## Source extract
____________________

That’s not a knock on the teams or the players on them. It just didn’t work out, as is the case with sports most of the time. And coupled with what’s been an an exhausting half-decade or so for SU hoops, it definitely got tougher and tougher to remain as invested watching the Orange alumni squad. After a trying SU sports calendar every year, I know that I personally have felt like I could use a reprieve.

And then this year’s TBT happened.

While the initial hook (for fans) for Boeheim’s Army was a team of your favorite recent Syracuse alums, that concept has obviously evolved over time. This year was the clearest sign of that yet, with former Orange players joining forces with a large group of non-SU players like Tyrese Rice, DeAndre Kane, D.J. Kennedy and Keifer Sykes. Yes, the same Keifer Sykes that wound up winning the whole thing for Boeheim’s Army on a heave of a three-point shot.

____________________

## Records shown

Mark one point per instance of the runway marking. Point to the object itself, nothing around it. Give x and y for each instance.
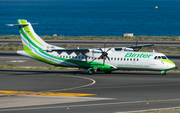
(86, 105)
(44, 93)
(132, 86)
(72, 88)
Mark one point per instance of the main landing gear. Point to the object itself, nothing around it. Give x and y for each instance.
(91, 71)
(163, 73)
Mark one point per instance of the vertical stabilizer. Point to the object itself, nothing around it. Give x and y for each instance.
(29, 38)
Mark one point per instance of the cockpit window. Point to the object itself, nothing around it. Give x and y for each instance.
(164, 57)
(160, 57)
(155, 57)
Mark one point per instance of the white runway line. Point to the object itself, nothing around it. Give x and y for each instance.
(72, 88)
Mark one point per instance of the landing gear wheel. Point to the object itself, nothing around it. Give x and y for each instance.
(91, 72)
(164, 74)
(107, 72)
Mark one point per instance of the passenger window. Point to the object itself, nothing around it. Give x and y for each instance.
(155, 57)
(159, 57)
(164, 57)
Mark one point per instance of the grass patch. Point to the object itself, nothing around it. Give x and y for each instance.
(160, 49)
(49, 67)
(140, 37)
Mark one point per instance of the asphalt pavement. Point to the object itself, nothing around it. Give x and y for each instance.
(117, 92)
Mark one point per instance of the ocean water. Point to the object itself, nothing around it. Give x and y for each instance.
(93, 17)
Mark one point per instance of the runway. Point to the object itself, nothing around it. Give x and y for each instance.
(118, 92)
(11, 57)
(97, 42)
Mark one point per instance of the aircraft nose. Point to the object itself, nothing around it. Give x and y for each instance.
(171, 64)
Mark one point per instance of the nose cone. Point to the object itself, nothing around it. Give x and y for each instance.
(170, 64)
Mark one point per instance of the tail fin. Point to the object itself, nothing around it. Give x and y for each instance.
(29, 38)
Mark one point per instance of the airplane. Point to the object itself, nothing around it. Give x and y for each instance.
(94, 59)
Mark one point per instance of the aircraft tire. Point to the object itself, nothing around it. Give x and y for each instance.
(91, 72)
(107, 72)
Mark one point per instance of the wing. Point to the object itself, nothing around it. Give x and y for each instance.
(69, 51)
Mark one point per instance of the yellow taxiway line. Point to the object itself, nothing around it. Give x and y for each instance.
(44, 93)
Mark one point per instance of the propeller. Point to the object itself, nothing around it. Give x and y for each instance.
(104, 53)
(136, 45)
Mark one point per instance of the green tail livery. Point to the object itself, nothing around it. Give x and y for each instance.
(93, 59)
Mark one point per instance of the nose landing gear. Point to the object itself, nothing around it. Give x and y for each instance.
(163, 72)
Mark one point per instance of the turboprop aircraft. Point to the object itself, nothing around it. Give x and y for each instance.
(103, 59)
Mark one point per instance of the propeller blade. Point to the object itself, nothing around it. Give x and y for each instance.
(108, 50)
(104, 61)
(108, 58)
(136, 42)
(105, 45)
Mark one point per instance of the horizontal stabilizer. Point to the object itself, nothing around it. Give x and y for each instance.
(140, 46)
(21, 24)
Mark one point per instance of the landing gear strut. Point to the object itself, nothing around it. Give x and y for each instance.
(107, 72)
(91, 71)
(163, 73)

____________________

## Problems
[A] In the basketball excerpt, who won the whole thing for Boeheim's Army?
[B] Edit the listing from the line holding "Mark one point per instance of the aircraft tire." through the end of the listing, inclusive, so that "wing" becomes "aircraft wing". Change nothing else, and give only those lines.
The basketball excerpt and the listing are unrelated material.

## Answers to each task
[A] Keifer Sykes

[B]
Mark one point per instance of the aircraft tire. Point to the object itself, nothing around it. Give x and y for each instance.
(91, 72)
(107, 72)
Mark one point per instance of the aircraft wing. Point to the object itself, nothing around it. Give x and y for each instance.
(69, 51)
Mark one point per instance of the yellow taxiway line. Point to the object itself, nothing around it. Give x and y for each instance.
(44, 93)
Mark one point per instance of the propeller. Point to the object itself, nothing around it. Give x and y for each instance.
(104, 53)
(136, 45)
Mark one point per instance of the green tail livery. Point to the object itself, nothing around it. Give x and y for each instance.
(93, 59)
Mark one point per instance of the nose landing gear. Point to the object itself, nothing around it. Give x and y for each instance.
(163, 72)
Mark one point per instance of the turboprop aircraft. Point to the object itself, nothing around it. Give x and y for each instance.
(103, 59)
Mark one point per instance of the propeller blade. Point to the object itself, nothing around it. Give x and y for each instance.
(108, 50)
(104, 61)
(108, 58)
(136, 42)
(105, 45)
Mark one point per instance of the horizontal stabilizer. Point to the object itself, nothing around it. Give x and y for each instance.
(140, 46)
(21, 24)
Mark one point per instance of the landing gear strut. Point to the object itself, nothing around it. Give x and y for each instance.
(107, 72)
(91, 71)
(163, 73)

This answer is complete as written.